== Segmentation dataset excerpts ==
◇ ◇ ◇ ◇ ◇

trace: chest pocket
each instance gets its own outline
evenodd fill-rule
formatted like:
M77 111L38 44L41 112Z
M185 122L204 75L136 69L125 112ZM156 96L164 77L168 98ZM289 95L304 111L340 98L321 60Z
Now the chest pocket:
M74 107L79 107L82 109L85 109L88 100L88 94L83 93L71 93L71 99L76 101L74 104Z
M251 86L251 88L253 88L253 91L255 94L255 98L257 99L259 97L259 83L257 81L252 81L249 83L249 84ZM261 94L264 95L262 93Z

◇ ◇ ◇ ◇ ◇

== Exercise goal ==
Rewrite the records above, replacing "chest pocket" with "breast pocket" and leaving everything else as it is.

== Solved exercise ==
trace: breast pocket
each instance gets its own outline
evenodd fill-rule
formatted like:
M77 111L38 44L41 112Z
M185 122L204 75L136 69L125 112ZM156 96L164 77L168 98ZM289 95L304 111L340 98L321 60Z
Now the breast pocket:
M74 107L79 107L82 109L85 109L88 100L88 94L83 93L71 93L71 99L76 101L74 104Z
M251 86L251 88L253 88L253 91L255 94L255 98L257 99L259 97L259 83L257 81L252 81L249 83L249 84ZM261 94L264 95L262 93Z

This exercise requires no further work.